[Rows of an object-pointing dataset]

+--

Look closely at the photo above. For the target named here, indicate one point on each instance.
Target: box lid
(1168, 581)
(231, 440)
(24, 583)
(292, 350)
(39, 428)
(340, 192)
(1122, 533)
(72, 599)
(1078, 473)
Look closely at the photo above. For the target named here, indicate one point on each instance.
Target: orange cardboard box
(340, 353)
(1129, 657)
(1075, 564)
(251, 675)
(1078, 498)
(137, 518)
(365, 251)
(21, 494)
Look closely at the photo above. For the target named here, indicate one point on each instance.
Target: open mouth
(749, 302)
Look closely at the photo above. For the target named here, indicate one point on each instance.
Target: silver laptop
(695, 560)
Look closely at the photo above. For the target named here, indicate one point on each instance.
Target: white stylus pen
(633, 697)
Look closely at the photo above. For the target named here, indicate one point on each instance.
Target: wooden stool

+--

TASK GOAL:
Output the lines from the start of the records through the line that contains "(1078, 473)", inclusive, as a Markdown table with the columns "Row" and "Line", omitting any blank lines.

RESULT BELOW:
| Row | Line |
|---|---|
| 1 | Look closely at the photo above. For the target named here, indicate one point on each instance. |
| 2 | Target: box lid |
| 3 | (1168, 581) |
| 4 | (231, 440) |
| 5 | (24, 583) |
| 6 | (292, 350) |
| 7 | (39, 428) |
| 8 | (340, 192) |
| 9 | (1122, 533) |
| 10 | (72, 599) |
| 11 | (1078, 473) |